*Problem details*. Render the records from the line containing "IMPORTANT: every stadium" through the line containing "[0,149,600,399]" as a JSON list of strings, one string per line with blank lines omitted.

*Coordinate annotation records*.
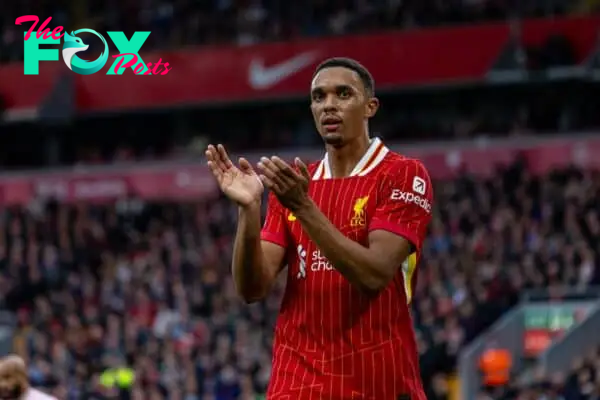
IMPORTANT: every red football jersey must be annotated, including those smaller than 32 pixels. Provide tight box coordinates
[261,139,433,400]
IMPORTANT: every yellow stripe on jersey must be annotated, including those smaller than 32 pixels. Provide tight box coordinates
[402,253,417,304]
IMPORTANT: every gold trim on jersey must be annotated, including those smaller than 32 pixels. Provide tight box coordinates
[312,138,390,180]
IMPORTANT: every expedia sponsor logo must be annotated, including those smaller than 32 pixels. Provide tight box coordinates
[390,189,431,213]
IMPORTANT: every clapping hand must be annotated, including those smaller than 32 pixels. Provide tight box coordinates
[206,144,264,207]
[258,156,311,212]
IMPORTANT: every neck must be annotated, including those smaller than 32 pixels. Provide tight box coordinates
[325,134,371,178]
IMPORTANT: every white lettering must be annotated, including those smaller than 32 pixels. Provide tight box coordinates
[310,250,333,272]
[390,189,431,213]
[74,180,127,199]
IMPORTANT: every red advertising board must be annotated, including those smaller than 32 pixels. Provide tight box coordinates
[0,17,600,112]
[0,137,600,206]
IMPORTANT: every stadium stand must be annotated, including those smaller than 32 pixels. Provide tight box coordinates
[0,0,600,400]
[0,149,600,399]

* * *

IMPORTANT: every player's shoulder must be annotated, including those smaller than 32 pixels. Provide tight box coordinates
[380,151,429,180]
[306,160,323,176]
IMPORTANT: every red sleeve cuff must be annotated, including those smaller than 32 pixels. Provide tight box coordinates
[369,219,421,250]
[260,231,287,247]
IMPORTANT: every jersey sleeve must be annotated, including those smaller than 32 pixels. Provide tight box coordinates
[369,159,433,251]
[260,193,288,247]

---

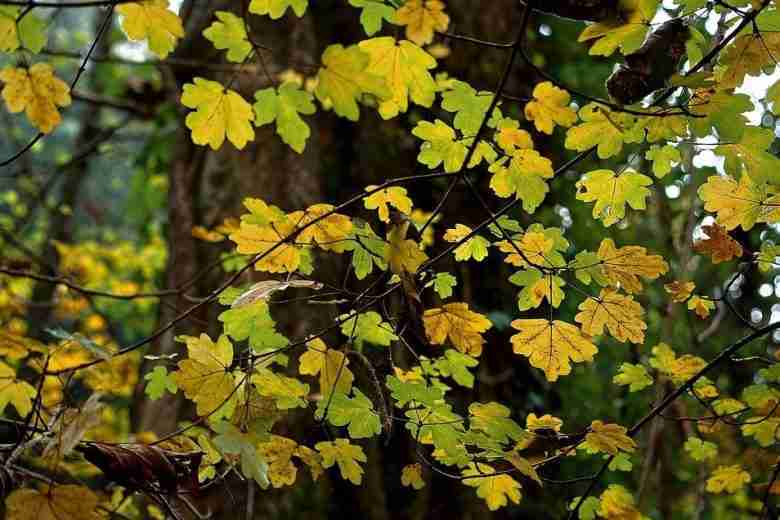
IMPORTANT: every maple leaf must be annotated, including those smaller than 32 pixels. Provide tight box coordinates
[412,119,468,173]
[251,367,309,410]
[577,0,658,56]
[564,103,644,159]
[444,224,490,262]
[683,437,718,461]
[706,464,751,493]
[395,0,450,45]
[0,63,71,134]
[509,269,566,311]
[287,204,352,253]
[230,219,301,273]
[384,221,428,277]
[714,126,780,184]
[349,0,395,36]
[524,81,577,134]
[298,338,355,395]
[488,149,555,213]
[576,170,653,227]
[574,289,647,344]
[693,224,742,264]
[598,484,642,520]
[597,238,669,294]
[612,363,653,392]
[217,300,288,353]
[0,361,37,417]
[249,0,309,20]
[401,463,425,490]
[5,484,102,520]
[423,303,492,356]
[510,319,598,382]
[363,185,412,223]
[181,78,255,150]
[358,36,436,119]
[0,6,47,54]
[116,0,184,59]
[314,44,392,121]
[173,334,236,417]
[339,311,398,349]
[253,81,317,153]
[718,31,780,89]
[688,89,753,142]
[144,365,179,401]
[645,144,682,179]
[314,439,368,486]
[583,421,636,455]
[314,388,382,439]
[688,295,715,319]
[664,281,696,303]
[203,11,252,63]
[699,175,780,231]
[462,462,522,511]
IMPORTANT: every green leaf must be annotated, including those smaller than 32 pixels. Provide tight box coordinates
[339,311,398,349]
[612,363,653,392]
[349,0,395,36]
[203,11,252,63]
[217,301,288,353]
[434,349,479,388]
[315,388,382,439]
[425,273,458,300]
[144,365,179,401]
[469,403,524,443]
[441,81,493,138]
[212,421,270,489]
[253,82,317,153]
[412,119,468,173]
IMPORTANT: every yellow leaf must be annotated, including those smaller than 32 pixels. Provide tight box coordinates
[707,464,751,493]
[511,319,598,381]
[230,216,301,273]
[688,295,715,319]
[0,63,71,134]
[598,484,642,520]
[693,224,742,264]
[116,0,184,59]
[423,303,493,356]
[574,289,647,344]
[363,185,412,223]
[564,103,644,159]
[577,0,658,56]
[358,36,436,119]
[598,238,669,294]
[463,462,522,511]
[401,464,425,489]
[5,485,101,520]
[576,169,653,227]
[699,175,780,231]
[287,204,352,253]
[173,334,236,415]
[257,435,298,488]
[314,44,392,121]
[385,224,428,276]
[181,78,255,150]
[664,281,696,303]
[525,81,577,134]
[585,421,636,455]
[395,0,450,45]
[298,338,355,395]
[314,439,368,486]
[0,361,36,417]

*Written solution*.
[
  "IMPORTANT: every stadium stand must be annotated, including those smaller than 32 pixels. Provide tight box coordinates",
  "[0,0,600,400]",
  "[0,149,600,399]"
]